WORK REQUIRED - Make an exact copy of the lines from the top of the entries below through the line with "positive clicks: (228, 598) (257, 597)". Leave all pictures out.

DATASET ENTRIES -
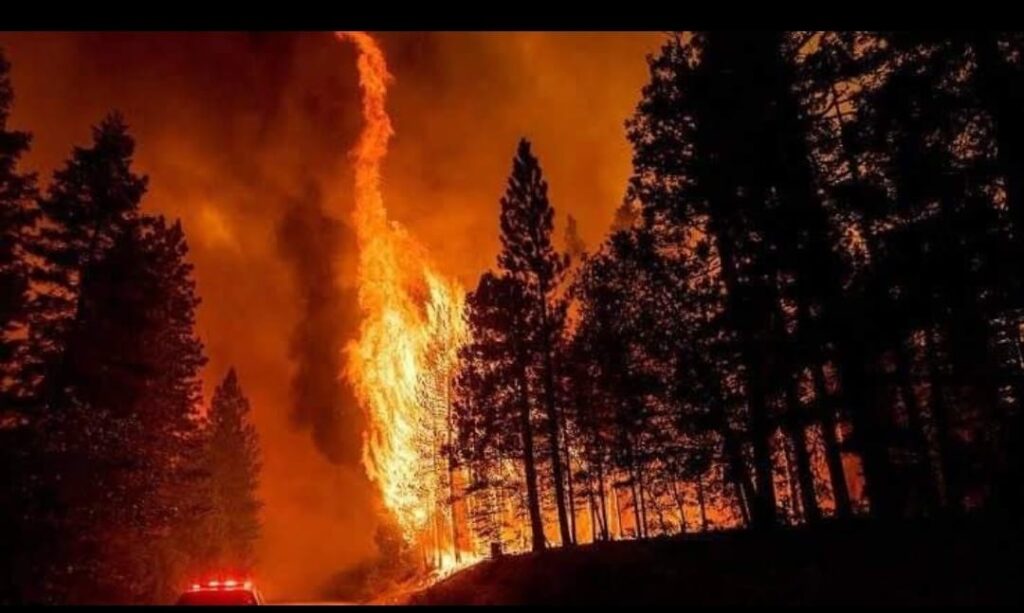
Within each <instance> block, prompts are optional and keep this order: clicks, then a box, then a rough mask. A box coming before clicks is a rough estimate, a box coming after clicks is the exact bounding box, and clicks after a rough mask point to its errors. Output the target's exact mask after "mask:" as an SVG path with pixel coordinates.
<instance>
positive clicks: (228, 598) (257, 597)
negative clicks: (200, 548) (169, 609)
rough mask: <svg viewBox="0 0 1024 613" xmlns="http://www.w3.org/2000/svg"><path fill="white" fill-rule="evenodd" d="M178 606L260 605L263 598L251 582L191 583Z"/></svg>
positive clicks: (216, 580)
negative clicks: (194, 605)
mask: <svg viewBox="0 0 1024 613" xmlns="http://www.w3.org/2000/svg"><path fill="white" fill-rule="evenodd" d="M178 604H179V605H204V606H207V605H232V606H237V605H262V604H263V596H262V595H261V594H260V593H259V590H258V589H256V588H255V587H254V586H253V583H252V581H239V580H236V579H226V580H223V581H221V580H213V581H207V582H206V583H193V584H191V587H189V588H188V592H185V593H184V594H182V595H181V598H179V599H178Z"/></svg>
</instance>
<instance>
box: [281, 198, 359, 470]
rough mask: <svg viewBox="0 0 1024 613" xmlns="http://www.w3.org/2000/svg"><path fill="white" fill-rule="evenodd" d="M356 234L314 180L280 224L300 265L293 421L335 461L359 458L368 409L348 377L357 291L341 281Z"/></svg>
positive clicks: (289, 257) (283, 241) (291, 257)
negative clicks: (355, 393) (300, 300)
mask: <svg viewBox="0 0 1024 613" xmlns="http://www.w3.org/2000/svg"><path fill="white" fill-rule="evenodd" d="M352 240H354V237H353V236H352V234H351V231H350V230H349V229H348V228H347V227H346V226H345V225H344V224H342V223H341V222H339V221H338V220H336V219H332V218H331V217H329V216H328V215H327V214H326V213H325V211H324V208H323V201H322V198H321V193H319V190H318V189H317V188H316V187H313V186H310V187H308V188H307V189H306V193H305V195H304V196H303V198H302V199H300V200H298V201H296V202H294V203H293V204H292V206H291V207H289V208H288V210H287V212H286V213H285V216H284V218H283V219H282V220H281V223H280V224H279V226H278V248H279V250H280V251H281V254H282V256H283V257H284V258H285V260H286V261H287V262H288V263H289V265H290V266H291V267H292V271H293V275H294V279H295V282H296V284H297V289H298V293H299V296H300V299H301V301H302V305H301V315H300V319H299V321H298V322H297V323H296V325H295V327H294V329H293V331H292V335H291V342H290V345H289V352H290V355H291V357H292V359H293V361H294V362H295V364H296V366H297V370H296V373H295V375H294V377H293V379H292V381H291V388H292V402H293V404H292V407H291V413H290V417H291V420H292V423H293V424H294V425H295V426H297V427H299V428H308V429H309V430H310V432H311V434H312V438H313V442H314V443H315V444H316V447H317V449H319V451H321V452H323V453H324V454H325V455H326V456H327V457H328V458H329V459H330V461H331V462H332V463H334V464H344V465H349V466H355V465H356V464H357V463H358V461H359V455H360V445H361V438H360V436H361V435H360V432H361V430H362V428H361V413H360V409H359V407H358V404H357V403H356V400H355V397H354V396H353V393H352V390H351V388H350V387H349V384H348V383H347V382H346V381H345V380H344V378H342V377H341V373H342V367H343V365H344V364H343V361H342V360H343V356H342V349H343V347H344V346H345V343H346V342H347V341H348V340H349V339H350V338H352V336H353V335H354V330H353V322H354V321H356V320H357V319H356V318H355V316H354V309H355V296H354V292H352V291H350V290H344V289H342V288H341V287H340V286H339V283H338V264H339V259H340V257H341V255H342V253H343V248H344V246H346V245H351V242H352Z"/></svg>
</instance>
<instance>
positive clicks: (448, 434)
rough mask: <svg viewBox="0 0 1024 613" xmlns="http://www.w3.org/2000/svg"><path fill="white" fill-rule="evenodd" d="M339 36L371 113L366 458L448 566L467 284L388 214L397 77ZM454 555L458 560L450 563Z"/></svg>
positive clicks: (363, 210) (365, 229)
mask: <svg viewBox="0 0 1024 613" xmlns="http://www.w3.org/2000/svg"><path fill="white" fill-rule="evenodd" d="M336 36H337V37H338V38H339V39H340V40H343V41H349V42H351V43H354V44H355V46H356V48H357V49H358V63H357V68H358V74H359V85H360V87H361V89H362V116H364V120H365V122H366V125H365V127H364V129H362V133H361V135H360V137H359V141H358V143H357V144H356V146H355V148H354V150H353V151H352V154H353V157H354V162H355V212H354V221H355V231H356V237H357V242H358V248H359V260H358V267H357V275H358V276H357V287H358V301H359V307H360V310H361V315H362V320H361V323H360V327H359V337H358V339H357V341H355V342H354V343H353V344H352V345H351V346H350V347H349V348H348V352H347V353H348V363H347V371H346V375H347V377H348V378H349V379H350V381H351V382H352V384H353V386H354V389H355V391H356V395H357V396H358V398H359V400H360V402H361V403H362V405H364V408H365V410H366V412H367V414H368V418H369V419H368V432H367V433H366V436H365V444H364V451H362V454H364V457H362V459H364V464H365V466H366V470H367V473H368V474H369V476H370V478H371V479H372V480H373V481H374V482H376V483H377V484H378V486H379V487H380V491H381V494H382V497H383V500H384V503H385V505H386V507H387V508H388V509H389V510H390V511H391V512H392V513H393V514H394V516H395V518H396V519H397V521H398V523H399V525H400V526H401V529H402V531H403V532H404V535H406V538H407V539H409V540H410V541H419V542H421V543H424V544H425V545H426V546H429V549H432V550H433V553H434V554H435V556H436V566H437V567H438V568H444V567H447V566H453V565H454V561H455V560H458V559H461V558H462V557H461V556H460V552H459V551H458V549H459V546H458V540H459V539H458V537H457V535H456V534H457V531H456V527H455V525H454V522H455V513H454V512H453V507H452V506H453V502H452V500H453V495H452V494H453V481H454V480H453V468H452V464H451V459H450V458H447V457H446V456H445V449H446V443H447V442H449V438H450V437H451V436H452V432H451V424H452V423H451V404H452V398H451V387H452V386H451V380H452V376H453V373H454V369H455V364H456V356H457V351H458V348H459V346H460V344H461V343H462V342H464V340H465V338H466V335H467V331H466V326H465V323H464V321H463V318H462V310H463V298H464V295H465V293H464V291H463V289H462V288H461V287H460V286H459V283H458V282H456V281H455V280H453V279H450V278H446V277H445V276H444V275H443V274H441V273H440V271H438V270H437V269H436V268H435V267H434V265H433V264H432V263H431V262H430V259H429V257H427V254H426V253H425V251H424V250H423V248H422V247H421V246H420V245H419V244H418V243H417V242H416V240H415V239H414V238H413V237H412V236H410V234H409V233H408V232H407V230H406V229H404V228H403V227H402V226H401V225H399V224H398V223H396V222H394V221H389V220H388V219H387V211H386V209H385V207H384V199H383V195H382V192H381V163H382V162H383V160H384V158H385V156H386V155H387V146H388V140H389V139H390V137H391V136H392V134H393V130H392V128H391V122H390V119H389V118H388V115H387V111H386V108H385V101H386V98H387V87H388V83H389V82H390V81H391V79H392V77H391V75H390V74H389V73H388V70H387V63H386V61H385V58H384V54H383V52H382V51H381V48H380V47H379V46H378V45H377V42H376V41H375V40H374V39H373V38H372V37H371V36H370V35H368V34H366V33H358V32H345V33H336ZM445 543H446V544H445ZM442 549H443V550H445V551H442ZM449 559H451V560H453V564H452V565H445V564H444V561H445V560H449Z"/></svg>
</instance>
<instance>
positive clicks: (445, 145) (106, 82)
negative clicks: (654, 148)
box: [0, 32, 662, 595]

TASK SOLUTION -
Within each <instance> block, prompts are optional and keep this order: clicks, then a box, then a rough mask. A box coming before clicks is a rough estimate, a box coming after clicks is the exact bounding box, and clicks after a rough mask point to its errors. Output the target's exact mask after "mask:" as an SVG path with pixel coordinates.
<instance>
positive clicks: (228, 598) (257, 597)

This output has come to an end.